- [PROBLEM TO SOLVE] Reproduce the line that holds "Please tag the white countertop" together with all the lines after it up to the end of the entries.

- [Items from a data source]
☆ ☆ ☆ ☆
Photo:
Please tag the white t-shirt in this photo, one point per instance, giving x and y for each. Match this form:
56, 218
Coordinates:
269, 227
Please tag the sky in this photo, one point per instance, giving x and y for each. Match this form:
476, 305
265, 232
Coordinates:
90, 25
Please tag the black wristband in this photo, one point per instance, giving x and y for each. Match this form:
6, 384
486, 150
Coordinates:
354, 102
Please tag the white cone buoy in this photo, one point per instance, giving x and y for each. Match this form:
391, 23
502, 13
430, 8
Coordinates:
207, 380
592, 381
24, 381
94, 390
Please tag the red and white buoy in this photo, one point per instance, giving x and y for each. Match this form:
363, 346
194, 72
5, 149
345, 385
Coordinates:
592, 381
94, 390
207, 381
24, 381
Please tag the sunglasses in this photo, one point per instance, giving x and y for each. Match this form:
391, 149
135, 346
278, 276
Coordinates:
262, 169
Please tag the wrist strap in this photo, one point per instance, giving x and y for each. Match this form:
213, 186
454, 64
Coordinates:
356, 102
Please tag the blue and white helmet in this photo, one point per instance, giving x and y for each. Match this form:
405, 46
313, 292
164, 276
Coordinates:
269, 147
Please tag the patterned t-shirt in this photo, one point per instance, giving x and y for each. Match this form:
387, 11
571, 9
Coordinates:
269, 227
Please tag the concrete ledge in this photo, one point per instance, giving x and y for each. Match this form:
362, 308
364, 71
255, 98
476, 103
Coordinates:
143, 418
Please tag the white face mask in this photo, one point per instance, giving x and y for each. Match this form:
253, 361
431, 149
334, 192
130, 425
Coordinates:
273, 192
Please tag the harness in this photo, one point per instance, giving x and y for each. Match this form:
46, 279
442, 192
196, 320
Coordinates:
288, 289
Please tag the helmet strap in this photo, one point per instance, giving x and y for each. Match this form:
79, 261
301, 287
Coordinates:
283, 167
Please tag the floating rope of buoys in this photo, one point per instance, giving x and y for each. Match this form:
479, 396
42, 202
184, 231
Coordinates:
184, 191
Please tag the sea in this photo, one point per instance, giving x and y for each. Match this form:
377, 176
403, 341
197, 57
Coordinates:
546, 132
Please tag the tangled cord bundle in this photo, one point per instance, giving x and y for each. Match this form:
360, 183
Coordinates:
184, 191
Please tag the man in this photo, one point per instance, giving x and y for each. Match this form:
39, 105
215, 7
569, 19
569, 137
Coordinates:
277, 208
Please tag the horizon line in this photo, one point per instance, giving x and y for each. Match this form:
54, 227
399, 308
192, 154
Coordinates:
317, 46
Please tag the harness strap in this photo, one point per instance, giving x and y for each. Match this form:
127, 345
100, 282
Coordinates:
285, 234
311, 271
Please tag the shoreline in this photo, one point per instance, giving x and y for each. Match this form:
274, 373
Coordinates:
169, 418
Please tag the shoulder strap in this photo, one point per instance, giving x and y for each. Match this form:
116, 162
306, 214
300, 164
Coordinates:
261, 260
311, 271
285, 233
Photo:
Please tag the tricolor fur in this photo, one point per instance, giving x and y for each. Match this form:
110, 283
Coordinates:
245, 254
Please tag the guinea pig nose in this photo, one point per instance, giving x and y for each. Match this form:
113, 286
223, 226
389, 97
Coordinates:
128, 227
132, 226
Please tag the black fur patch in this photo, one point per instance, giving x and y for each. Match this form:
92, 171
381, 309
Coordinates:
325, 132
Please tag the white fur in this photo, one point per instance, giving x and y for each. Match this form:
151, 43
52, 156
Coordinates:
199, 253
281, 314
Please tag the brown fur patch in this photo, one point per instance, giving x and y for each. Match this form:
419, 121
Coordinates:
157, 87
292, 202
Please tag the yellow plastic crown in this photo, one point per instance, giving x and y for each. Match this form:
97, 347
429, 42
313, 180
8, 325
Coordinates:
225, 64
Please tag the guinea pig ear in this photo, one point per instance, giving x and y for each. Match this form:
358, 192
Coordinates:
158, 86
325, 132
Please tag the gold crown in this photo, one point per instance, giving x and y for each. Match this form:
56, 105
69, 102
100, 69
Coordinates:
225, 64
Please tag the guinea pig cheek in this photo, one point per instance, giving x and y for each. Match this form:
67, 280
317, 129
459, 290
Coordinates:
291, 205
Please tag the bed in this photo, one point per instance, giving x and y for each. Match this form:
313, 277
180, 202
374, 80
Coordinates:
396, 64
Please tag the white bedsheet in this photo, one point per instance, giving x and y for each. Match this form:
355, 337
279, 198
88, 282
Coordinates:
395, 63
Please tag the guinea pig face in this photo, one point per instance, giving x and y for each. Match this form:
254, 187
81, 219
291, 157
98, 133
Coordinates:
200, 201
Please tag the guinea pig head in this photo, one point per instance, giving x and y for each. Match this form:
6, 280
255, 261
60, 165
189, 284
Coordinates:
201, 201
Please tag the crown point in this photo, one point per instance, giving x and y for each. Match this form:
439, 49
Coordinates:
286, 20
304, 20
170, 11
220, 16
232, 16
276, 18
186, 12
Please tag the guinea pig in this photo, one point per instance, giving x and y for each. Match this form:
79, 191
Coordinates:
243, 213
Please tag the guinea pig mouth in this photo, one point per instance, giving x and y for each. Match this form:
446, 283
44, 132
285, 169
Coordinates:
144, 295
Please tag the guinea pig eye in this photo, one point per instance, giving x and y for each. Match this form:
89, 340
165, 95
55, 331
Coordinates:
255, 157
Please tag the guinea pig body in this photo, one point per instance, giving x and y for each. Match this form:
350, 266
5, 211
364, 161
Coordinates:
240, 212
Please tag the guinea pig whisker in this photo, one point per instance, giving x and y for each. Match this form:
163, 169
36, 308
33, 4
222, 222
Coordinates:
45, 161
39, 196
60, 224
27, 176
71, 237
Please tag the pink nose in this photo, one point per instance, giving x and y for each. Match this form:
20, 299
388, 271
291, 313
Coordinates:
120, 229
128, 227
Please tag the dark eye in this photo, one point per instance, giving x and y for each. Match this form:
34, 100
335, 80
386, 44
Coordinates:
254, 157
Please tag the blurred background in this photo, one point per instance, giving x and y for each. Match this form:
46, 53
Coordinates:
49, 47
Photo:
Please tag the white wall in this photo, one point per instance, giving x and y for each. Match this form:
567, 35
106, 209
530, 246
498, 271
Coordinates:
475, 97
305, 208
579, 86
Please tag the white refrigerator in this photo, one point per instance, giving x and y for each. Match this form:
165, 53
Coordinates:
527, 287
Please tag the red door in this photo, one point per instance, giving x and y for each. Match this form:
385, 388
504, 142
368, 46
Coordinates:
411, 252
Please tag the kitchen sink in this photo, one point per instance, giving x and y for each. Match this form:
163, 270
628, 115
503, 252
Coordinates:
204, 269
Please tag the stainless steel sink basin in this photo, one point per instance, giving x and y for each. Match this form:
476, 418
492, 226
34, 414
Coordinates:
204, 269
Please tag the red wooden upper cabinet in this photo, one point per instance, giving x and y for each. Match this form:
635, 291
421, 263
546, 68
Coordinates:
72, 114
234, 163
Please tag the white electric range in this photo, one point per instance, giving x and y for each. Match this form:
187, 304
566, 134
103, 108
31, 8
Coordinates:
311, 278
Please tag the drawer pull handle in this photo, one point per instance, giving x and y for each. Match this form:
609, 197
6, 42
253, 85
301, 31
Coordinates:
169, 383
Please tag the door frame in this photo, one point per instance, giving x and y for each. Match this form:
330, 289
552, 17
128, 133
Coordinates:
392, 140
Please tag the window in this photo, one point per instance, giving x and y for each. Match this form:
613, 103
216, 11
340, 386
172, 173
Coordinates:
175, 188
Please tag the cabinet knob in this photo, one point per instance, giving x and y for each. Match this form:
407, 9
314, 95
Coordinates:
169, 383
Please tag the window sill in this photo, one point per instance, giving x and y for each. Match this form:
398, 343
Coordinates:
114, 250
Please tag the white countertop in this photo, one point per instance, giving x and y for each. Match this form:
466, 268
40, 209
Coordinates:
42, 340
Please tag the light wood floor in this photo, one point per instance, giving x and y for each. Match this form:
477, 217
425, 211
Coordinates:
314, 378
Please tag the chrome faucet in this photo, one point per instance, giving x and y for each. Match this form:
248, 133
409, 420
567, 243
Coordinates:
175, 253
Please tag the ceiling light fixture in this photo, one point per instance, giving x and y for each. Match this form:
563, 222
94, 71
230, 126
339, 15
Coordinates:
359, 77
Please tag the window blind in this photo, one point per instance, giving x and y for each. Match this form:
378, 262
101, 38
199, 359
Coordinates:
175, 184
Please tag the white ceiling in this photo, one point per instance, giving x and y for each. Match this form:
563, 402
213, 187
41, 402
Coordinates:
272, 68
☆ ☆ ☆ ☆
- [REPLY TO THE TASK]
Please tag the white countertop in this photo, one point per instance, giving x and y for each. Match this form:
466, 268
40, 209
Coordinates:
42, 340
Please tag the light wood floor in this photo, one point per instance, giving x and y for each. Match this form:
477, 217
425, 211
Coordinates:
314, 378
Please tag the chrome faucet in this photo, one point per instance, giving x and y for each. Match this form:
248, 133
409, 420
567, 243
Coordinates:
175, 253
Please tag the ceiling light fixture in this photo, one point per instance, giving x and y for each. Match this form:
563, 222
94, 71
230, 126
339, 15
Coordinates:
359, 77
Please tag the window blind in this photo, one point per instance, giving x and y for each. Match this form:
378, 262
101, 38
199, 359
Coordinates:
175, 184
Please tag the white ceiling in this photo, one point per instance, giving x and y for each. Match this form:
563, 402
213, 187
41, 402
Coordinates:
272, 68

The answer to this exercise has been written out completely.